EXERCISE AIM -> Copy each line that includes the string "sign" from the material into your answer.

RECORDS PROVIDED ->
________________________
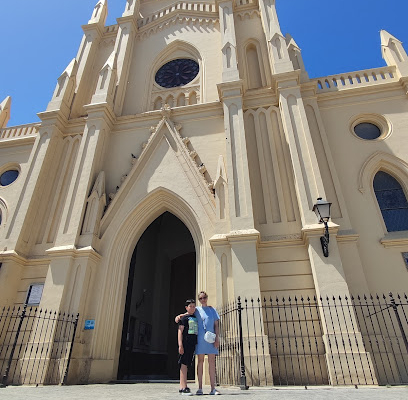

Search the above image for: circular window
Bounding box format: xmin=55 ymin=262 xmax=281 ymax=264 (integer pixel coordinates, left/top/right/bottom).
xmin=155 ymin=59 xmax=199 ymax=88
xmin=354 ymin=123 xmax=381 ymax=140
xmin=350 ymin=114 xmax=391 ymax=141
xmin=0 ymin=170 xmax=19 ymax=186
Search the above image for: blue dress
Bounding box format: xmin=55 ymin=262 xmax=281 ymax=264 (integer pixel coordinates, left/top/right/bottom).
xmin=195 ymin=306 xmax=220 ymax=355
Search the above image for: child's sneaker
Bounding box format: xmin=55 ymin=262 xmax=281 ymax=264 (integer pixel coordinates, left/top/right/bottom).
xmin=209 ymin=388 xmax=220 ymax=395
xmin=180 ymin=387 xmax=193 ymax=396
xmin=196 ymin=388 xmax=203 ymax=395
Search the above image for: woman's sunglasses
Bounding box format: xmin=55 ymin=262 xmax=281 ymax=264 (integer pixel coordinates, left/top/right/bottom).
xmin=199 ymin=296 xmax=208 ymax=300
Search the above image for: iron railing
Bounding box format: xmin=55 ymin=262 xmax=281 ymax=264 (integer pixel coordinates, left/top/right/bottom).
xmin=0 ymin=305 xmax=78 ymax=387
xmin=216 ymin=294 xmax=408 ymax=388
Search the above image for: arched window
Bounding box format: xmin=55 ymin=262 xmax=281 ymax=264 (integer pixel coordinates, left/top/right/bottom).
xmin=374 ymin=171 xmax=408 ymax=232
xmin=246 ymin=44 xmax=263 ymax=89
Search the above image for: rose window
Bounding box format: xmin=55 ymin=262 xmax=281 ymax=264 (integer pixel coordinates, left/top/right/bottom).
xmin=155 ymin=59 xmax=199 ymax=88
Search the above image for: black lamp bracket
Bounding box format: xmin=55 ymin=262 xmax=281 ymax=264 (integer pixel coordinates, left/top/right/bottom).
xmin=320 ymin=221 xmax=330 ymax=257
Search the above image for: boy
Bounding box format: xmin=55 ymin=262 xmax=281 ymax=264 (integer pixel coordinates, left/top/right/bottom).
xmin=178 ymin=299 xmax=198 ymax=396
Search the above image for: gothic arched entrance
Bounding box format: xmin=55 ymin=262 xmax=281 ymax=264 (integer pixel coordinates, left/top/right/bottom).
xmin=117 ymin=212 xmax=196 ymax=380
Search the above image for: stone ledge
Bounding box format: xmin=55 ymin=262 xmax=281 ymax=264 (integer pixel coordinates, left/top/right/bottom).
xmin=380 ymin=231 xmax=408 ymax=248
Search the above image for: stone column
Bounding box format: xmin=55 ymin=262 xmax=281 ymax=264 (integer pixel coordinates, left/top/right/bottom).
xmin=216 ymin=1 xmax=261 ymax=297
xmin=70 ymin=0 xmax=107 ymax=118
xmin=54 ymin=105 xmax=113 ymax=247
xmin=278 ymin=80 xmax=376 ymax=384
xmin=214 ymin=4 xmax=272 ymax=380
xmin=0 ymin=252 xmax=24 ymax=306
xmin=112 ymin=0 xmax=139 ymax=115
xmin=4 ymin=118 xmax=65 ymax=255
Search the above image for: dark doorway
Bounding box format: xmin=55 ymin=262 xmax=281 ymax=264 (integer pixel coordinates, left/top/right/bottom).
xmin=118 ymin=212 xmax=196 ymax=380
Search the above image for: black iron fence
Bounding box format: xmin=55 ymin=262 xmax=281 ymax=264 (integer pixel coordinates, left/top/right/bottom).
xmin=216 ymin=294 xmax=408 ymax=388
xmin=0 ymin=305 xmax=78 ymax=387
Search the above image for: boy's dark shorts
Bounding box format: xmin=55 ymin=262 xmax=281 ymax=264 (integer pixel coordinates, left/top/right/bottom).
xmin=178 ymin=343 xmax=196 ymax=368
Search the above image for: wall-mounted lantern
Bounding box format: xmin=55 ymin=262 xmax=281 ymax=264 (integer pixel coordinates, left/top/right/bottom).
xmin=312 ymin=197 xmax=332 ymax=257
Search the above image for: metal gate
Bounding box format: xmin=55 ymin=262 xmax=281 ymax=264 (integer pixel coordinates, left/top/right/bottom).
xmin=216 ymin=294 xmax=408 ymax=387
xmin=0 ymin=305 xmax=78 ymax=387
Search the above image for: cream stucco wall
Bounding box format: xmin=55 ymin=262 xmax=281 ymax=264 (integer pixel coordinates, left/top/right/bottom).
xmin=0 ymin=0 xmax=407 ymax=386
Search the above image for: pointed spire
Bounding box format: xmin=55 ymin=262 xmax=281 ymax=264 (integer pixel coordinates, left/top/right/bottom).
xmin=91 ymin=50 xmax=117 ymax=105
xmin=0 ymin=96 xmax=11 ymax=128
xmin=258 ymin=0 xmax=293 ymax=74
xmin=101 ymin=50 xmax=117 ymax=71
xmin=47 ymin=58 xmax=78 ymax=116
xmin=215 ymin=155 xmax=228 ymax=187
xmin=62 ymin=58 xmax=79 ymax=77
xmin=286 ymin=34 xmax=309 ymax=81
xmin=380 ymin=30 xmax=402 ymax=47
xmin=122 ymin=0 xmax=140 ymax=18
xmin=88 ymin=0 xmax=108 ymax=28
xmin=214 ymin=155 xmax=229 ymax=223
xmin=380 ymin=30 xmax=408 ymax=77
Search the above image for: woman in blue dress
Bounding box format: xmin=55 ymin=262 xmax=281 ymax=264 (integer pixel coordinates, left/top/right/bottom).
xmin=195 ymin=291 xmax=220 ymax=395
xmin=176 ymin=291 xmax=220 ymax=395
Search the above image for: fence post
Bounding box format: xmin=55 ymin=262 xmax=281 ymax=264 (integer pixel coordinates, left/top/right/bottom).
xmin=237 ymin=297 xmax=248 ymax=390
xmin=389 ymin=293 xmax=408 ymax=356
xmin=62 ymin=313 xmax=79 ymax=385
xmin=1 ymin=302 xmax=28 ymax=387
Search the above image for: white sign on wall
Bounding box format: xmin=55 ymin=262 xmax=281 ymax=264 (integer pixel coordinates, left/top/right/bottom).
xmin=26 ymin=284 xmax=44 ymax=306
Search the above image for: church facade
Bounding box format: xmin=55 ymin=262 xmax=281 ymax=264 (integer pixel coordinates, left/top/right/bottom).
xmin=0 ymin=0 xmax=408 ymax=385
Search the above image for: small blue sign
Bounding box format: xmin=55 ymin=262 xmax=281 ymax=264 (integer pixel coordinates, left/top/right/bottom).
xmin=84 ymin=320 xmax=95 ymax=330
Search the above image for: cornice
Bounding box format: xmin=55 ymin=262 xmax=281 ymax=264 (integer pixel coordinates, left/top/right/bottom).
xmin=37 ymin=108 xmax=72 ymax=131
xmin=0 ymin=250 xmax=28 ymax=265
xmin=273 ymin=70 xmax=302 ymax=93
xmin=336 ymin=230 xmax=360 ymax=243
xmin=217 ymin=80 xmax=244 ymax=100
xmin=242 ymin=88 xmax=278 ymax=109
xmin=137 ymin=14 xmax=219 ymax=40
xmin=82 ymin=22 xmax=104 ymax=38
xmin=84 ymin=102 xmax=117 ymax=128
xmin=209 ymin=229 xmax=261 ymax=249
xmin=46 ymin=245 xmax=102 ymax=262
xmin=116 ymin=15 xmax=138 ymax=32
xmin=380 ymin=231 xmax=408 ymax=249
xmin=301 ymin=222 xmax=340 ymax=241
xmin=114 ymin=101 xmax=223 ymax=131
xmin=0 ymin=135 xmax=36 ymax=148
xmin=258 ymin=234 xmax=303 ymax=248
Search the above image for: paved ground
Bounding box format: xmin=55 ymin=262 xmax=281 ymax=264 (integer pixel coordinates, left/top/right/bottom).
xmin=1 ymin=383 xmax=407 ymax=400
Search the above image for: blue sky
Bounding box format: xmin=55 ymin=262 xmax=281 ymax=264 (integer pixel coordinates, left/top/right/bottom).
________________________
SOLUTION FOR THIS PROBLEM ->
Search the above image for: white sign on wall
Search the above image for: small blue sign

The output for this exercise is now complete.